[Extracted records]
□ □ □ □ □ □ □

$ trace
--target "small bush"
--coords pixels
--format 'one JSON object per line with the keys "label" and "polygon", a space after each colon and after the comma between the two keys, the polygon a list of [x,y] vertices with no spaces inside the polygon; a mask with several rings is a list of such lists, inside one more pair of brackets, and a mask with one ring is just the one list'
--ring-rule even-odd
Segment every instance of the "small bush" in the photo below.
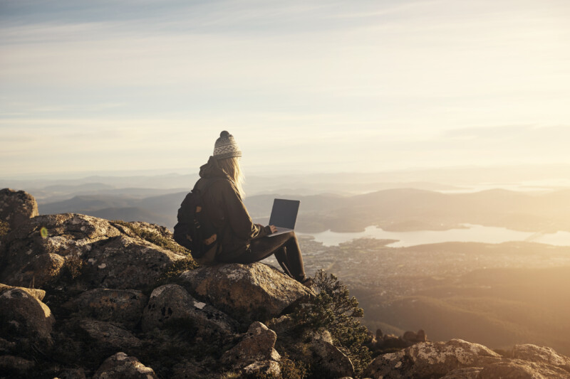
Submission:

□ □ □ □ □ □ □

> _The task_
Copy out every line of the listing above without changing anything, but leave out the picture.

> _Correct result_
$ trace
--target "small bush"
--coords pixels
--format 'one JSON object per line with the keys "label" and "polygon", a space after each colon and after the comma between the two keys, the polygon a list of [x,y] vertices with no spaces inside the polygon; a mask with several rings is a list of such lists, inside one more pair of brackets, and a mask with one ring is just the one list'
--ring-rule even-odd
Segment every instance of the "small bush" in the photo below.
Submission:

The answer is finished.